▶ [Task brief] How many lines in the entries below include the word "building"? Respond with the number only.

▶ [Given records]
====
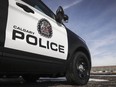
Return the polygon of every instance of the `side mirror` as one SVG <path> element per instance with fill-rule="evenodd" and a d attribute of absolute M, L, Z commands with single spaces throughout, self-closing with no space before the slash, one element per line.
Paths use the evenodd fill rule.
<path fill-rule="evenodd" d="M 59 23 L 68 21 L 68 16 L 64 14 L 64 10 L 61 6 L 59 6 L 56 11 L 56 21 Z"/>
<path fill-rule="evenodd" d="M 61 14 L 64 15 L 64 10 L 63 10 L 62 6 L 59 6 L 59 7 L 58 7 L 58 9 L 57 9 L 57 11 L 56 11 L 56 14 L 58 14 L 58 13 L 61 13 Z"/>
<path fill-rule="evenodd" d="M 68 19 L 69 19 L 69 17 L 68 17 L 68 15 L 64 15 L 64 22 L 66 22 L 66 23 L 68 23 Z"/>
====
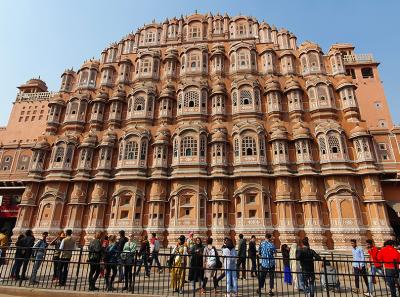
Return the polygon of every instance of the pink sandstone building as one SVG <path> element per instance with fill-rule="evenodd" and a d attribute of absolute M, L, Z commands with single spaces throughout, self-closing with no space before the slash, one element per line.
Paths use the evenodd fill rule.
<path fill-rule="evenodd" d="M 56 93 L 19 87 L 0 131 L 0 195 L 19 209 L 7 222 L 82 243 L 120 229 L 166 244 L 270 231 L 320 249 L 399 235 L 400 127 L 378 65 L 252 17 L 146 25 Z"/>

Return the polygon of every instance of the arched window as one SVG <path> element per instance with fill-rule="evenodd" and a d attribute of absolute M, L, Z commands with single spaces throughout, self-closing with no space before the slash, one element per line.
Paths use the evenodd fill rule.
====
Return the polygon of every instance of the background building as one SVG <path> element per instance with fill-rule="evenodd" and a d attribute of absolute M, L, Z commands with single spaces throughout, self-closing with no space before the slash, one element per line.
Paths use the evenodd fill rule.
====
▶ [Exercise solution] 2